Direction 1: Reproduce the records word for word, starting at the line that contains "Objective — for every instance of the abstract" and continuing through the end of the records.

PLEASE HELP ON THIS ALGEBRA 1-2 PROBLEM ON SYSTEMS AND EQUATIONS!!!?
please name all the variables and show steps and work because i really dont understand this problem. the problem is below.
A toy store has a number of bicycles, tricycles, and wagons in stock. IIf there are an equal number of tricycles and wagons, and a total of 60 pedal and 180 wheels, how many wagons, bicycles and tricycles are there.
THANK YOU IN ADVANCE! 
A system of equations can be confusing but there are steps to solving it. One thing to know is that you will need one equation for every variable you need to solve. So let makes some variables, b = bikes, t= trikes and w= wagons. Now we need to set up our equations.

Direction 2: List every variable defined in the algebra thread and what each one represents.

Dataset excerpt:

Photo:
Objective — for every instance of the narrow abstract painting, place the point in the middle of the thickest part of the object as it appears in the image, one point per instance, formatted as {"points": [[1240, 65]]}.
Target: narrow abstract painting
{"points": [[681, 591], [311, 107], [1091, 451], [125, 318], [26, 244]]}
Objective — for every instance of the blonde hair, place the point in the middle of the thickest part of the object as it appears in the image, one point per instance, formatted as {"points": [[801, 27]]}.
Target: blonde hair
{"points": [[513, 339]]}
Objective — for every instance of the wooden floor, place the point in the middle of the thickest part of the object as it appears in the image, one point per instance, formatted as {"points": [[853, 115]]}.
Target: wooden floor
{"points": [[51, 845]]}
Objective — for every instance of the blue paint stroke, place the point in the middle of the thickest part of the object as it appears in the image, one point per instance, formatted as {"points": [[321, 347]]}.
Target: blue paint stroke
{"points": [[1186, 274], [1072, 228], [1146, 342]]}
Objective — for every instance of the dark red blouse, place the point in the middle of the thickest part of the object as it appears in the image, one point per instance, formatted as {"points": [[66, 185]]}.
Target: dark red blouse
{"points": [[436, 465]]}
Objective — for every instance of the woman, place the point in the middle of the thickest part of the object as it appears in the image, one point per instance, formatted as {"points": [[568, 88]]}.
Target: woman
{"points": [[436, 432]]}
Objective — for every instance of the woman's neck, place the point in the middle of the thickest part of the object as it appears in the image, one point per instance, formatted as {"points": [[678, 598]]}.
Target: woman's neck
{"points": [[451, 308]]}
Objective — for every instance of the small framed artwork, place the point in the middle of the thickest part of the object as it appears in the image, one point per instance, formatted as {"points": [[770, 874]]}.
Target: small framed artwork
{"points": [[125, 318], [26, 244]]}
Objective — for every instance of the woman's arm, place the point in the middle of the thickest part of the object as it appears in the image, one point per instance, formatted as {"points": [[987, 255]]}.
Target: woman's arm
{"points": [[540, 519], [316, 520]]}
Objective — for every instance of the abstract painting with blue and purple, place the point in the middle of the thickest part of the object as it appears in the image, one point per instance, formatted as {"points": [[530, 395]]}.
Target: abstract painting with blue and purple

Exercise output 1:
Objective — for every instance of the abstract painting with blue and purple, place the point in the middle of the thickest part of the object as it appears in the image, one point per instance, formatted as {"points": [[530, 395]]}.
Target: abstract painting with blue and purple

Exercise output 2:
b = bikes
t = trikes
w = wagons